---- Vorgegebener Text

1. Die Verurteilung der Angeklagten jeweils wegen Steuerhinterziehung in 18 Fällen hält sachlich-rechtlicher Überprüfung nicht stand. Die rechtsfehlerfrei getroffenen Feststellungen tragen nicht den hieraus vom [X.] gezogenen Schluss, die von den Prostituierten im Bordell erbrachten sexuellen Leistungen seien Teil des von den Angeklagten als Bordellbetreiber angebotenen Gesamtpakets gewesen. Hinsichtlich der von den Prostituierten erbrachten [X.] und der durch sie erwirtschafteten Umsätze ist daher eine Unternehmereigenschaft der Angeklagten nicht belegt; mithin waren die Angeklagten insoweit nicht erklärungspflichtig und ihre Umsatzsteuererklärungen nicht unvollständig (§ 18 Abs. 1 und 3 UStG, § 370 Abs. 1 Nr. 1, Abs. 4 Satz 1 Halbsatz 2, § 150 Abs. 1 Satz 3, § 168 Satz 1 [X.]). Sie sind daher vom Vorwurf der Steuerhinterziehung in 18 Fällen freizusprechen.

a) Auf der Grundlage der vom [X.] – rechtsfehlerfrei – getroffenen Feststellungen zum Geschäftsmodell und der [X.] sowie insbesondere zum Auftreten der Angeklagten und der Prostituierten nach Außen – gegenüber den [X.] als Vertragspartner der Verträge über die [X.] – waren nicht etwa die Angeklagten Anbieter und Erbringer der [X.] und damit auch insoweit Unternehmer (§ 2 Abs. 1 UStG), sondern die Prostituierten selbst.

--------
---- Datenzeilen

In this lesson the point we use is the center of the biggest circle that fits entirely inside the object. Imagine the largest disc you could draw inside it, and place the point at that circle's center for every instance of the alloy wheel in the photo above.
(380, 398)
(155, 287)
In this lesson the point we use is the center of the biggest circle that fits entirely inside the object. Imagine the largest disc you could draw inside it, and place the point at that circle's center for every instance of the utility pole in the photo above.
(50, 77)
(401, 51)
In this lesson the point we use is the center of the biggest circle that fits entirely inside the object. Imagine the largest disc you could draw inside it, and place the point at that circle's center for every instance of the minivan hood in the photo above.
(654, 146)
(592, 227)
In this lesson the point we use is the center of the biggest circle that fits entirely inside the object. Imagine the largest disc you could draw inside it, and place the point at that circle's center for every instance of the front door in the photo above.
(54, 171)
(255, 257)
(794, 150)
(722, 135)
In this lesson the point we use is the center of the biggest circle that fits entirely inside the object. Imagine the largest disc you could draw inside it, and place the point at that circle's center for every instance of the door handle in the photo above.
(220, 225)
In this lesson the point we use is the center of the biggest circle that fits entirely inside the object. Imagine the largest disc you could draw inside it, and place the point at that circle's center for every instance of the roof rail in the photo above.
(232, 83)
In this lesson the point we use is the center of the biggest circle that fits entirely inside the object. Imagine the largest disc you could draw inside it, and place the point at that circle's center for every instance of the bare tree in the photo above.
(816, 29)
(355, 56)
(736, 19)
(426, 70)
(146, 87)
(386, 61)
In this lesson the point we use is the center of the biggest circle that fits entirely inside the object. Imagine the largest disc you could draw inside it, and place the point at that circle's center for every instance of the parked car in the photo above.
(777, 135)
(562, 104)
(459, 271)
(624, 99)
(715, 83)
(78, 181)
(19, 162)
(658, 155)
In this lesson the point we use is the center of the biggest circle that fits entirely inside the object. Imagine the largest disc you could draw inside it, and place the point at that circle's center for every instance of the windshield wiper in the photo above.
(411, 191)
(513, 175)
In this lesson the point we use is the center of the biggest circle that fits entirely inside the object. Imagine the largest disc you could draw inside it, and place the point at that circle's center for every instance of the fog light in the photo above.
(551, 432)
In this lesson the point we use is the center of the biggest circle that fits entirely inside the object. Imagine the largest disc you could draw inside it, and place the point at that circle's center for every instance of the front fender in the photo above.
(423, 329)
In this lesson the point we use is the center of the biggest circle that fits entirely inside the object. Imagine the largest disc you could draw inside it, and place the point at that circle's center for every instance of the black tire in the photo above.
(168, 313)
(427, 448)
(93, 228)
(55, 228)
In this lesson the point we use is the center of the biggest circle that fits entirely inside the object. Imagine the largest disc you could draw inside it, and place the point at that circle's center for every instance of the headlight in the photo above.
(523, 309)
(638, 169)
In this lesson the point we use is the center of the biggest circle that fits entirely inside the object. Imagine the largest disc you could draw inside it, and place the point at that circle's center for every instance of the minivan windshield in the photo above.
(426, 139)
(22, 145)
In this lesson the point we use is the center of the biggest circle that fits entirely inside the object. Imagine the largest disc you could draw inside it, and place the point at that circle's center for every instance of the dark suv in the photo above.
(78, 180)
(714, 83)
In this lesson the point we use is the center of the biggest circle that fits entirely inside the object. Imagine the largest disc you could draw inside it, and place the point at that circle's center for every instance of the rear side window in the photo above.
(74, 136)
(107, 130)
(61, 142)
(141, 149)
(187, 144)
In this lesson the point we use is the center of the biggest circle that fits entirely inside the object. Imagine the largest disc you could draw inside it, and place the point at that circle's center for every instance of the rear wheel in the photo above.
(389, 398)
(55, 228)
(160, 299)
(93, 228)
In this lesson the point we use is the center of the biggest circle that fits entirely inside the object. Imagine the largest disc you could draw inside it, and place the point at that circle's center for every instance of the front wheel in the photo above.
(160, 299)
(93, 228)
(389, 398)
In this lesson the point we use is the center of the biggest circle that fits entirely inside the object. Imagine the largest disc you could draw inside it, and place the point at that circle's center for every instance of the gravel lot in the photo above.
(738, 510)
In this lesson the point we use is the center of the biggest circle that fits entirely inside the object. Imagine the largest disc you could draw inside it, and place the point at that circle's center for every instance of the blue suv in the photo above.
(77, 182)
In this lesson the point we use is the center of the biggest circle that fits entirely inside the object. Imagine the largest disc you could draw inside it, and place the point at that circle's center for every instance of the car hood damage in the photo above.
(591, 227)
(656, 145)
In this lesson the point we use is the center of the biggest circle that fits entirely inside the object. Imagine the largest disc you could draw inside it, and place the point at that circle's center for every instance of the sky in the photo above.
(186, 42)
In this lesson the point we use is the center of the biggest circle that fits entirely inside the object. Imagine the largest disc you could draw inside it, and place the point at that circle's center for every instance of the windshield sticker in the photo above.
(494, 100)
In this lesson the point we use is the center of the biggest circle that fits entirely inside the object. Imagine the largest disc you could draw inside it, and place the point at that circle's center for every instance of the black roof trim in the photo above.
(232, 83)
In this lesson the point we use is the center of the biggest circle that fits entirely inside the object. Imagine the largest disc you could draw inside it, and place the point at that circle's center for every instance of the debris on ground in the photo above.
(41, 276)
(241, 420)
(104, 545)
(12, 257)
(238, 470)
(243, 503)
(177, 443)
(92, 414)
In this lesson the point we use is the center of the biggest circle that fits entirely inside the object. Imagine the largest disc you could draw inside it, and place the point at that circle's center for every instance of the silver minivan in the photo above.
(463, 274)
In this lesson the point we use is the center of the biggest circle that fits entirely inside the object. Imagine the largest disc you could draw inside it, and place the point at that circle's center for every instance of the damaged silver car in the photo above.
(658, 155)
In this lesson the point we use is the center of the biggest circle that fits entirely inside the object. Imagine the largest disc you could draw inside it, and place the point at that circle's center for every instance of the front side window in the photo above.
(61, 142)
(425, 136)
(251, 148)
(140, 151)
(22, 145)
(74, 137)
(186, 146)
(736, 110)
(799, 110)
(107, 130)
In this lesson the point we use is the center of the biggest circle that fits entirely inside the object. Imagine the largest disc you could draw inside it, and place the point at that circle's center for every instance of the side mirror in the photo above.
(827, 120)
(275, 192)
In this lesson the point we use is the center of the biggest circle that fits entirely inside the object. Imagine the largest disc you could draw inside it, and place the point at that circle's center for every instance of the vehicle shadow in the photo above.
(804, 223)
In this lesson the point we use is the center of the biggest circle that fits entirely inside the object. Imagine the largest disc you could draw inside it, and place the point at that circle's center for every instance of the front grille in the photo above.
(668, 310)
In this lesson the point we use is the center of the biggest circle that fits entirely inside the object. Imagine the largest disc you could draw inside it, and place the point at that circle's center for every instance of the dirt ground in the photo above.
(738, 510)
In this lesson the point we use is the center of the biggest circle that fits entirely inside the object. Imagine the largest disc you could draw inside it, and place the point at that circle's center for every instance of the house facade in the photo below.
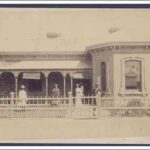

--------

[Gestellte Aufgabe 1]: Gib den Abschnitt des Urteilsauszugs wortgetreu wieder, beginnend bei „1. Die Verurteilung“ und endend bei „18 Fällen freizusprechen.“.
[Gestellte Aufgabe 2]: Nenne alle Paragrafennummern, die im Urteilsauszug zitiert werden.
Die Zeilen haben mit dem Urteilsauszug nichts zu tun.

[Antwort zur Aufgabe 1]:
1. Die Verurteilung der Angeklagten jeweils wegen Steuerhinterziehung in 18 Fällen hält sachlich-rechtlicher Überprüfung nicht stand. Die rechtsfehlerfrei getroffenen Feststellungen tragen nicht den hieraus vom [X.] gezogenen Schluss, die von den Prostituierten im Bordell erbrachten sexuellen Leistungen seien Teil des von den Angeklagten als Bordellbetreiber angebotenen Gesamtpakets gewesen. Hinsichtlich der von den Prostituierten erbrachten [X.] und der durch sie erwirtschafteten Umsätze ist daher eine Unternehmereigenschaft der Angeklagten nicht belegt; mithin waren die Angeklagten insoweit nicht erklärungspflichtig und ihre Umsatzsteuererklärungen nicht unvollständig (§ 18 Abs. 1 und 3 UStG, § 370 Abs. 1 Nr. 1, Abs. 4 Satz 1 Halbsatz 2, § 150 Abs. 1 Satz 3, § 168 Satz 1 [X.]). Sie sind daher vom Vorwurf der Steuerhinterziehung in 18 Fällen freizusprechen.

[Antwort zur Aufgabe 2]: § 18, § 370, § 150, § 168, § 2